▸ **What is expected**:
Look through the data below and show every line that includes "short".
* * * * * * * * *
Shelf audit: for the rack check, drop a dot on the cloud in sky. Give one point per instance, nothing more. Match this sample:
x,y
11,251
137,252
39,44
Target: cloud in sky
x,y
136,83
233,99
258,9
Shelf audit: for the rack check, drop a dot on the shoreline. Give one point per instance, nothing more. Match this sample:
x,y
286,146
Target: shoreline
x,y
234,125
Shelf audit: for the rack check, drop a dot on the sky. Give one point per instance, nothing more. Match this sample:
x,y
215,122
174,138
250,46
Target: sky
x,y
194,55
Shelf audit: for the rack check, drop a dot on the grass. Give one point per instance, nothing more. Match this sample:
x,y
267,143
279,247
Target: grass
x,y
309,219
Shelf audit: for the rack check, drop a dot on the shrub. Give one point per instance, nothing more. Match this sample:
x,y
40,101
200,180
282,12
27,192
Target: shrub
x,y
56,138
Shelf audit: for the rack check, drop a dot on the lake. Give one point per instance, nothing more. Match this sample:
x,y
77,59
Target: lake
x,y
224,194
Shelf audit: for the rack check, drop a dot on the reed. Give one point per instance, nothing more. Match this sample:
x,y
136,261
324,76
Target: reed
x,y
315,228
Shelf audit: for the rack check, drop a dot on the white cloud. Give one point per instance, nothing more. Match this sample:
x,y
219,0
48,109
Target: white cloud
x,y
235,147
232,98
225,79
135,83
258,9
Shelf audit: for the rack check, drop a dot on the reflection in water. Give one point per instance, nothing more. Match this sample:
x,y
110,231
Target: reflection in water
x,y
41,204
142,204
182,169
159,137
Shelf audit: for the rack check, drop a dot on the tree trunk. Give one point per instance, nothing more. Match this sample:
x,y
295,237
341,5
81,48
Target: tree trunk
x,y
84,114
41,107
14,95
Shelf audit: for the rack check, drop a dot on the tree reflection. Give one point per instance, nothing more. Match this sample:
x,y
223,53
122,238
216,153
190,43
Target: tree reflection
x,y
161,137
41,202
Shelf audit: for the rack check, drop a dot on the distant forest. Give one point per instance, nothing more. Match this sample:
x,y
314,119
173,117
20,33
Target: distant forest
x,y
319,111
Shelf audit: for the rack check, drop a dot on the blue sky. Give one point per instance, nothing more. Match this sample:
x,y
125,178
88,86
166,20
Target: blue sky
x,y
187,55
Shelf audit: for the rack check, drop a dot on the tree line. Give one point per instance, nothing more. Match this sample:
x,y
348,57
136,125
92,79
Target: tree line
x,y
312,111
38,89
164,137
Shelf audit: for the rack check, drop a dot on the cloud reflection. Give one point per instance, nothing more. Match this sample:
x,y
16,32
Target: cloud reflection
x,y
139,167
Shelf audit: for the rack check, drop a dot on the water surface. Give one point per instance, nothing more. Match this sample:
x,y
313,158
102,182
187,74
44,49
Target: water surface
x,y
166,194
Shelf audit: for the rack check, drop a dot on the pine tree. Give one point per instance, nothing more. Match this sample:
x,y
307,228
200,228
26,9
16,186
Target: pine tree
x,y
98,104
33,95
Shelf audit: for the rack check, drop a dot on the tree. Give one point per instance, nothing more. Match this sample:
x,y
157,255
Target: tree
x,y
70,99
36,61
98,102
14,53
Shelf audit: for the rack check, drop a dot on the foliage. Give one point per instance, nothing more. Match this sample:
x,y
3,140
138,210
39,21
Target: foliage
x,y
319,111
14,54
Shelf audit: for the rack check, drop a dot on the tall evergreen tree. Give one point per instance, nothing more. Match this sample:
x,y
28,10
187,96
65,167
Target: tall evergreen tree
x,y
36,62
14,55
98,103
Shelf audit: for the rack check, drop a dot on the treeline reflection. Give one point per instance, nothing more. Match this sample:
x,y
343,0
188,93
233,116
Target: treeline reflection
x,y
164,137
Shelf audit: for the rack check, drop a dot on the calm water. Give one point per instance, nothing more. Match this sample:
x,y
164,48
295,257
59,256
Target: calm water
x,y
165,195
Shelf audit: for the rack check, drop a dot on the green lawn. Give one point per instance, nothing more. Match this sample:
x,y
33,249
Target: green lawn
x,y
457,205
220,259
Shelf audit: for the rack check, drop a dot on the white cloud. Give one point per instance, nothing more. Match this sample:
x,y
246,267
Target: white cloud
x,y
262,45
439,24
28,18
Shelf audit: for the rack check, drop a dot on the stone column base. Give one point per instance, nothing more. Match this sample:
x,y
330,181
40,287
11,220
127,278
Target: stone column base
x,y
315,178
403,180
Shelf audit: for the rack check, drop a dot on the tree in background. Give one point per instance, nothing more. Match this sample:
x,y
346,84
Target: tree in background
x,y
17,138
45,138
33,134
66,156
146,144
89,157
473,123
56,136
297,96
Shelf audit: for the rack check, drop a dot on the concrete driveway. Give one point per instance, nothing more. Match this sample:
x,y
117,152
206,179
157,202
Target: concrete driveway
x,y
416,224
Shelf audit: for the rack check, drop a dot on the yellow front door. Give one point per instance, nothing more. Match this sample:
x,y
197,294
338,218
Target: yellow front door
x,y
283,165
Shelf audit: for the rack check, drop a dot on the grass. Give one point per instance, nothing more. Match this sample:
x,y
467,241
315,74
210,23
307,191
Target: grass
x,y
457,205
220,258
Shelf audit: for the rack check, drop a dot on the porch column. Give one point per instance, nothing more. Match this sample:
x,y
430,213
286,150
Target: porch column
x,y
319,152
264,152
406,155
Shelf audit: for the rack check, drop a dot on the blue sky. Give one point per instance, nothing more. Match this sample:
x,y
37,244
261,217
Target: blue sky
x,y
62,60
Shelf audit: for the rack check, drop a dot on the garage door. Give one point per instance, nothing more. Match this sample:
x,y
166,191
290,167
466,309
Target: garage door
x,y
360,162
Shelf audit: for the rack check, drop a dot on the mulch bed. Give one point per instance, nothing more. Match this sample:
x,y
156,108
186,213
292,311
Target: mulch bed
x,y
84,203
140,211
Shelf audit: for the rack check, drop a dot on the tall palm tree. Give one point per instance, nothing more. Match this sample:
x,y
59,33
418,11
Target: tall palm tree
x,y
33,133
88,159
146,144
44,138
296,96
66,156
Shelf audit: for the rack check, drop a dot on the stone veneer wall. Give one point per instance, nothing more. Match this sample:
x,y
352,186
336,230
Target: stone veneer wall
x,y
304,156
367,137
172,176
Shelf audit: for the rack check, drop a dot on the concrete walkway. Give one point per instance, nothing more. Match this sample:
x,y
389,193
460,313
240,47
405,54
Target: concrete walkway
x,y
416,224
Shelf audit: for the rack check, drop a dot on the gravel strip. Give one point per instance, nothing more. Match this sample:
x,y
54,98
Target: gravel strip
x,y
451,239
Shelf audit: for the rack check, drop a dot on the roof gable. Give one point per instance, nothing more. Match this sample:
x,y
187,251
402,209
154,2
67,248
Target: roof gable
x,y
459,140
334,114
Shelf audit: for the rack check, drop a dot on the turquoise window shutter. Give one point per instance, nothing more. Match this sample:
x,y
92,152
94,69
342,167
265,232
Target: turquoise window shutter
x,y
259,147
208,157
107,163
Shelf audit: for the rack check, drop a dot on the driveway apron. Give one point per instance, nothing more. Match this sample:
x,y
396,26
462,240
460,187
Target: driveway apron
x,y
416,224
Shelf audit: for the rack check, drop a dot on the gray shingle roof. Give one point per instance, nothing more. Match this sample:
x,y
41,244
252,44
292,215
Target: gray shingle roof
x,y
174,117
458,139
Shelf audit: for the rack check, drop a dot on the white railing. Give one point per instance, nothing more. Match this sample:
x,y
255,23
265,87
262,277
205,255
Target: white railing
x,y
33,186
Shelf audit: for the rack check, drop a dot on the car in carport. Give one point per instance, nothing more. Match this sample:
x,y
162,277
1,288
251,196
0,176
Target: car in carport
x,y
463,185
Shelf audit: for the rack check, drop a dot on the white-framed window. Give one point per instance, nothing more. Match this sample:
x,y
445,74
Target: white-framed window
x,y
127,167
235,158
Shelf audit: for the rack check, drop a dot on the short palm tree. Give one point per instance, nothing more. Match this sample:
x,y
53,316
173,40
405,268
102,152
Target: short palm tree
* * * * * * * * *
▸ **Written answer**:
Shelf audit: for the rack check, drop a dot on the short palm tree. Give one point per instance, nothing more. Match this sample:
Target: short palm tree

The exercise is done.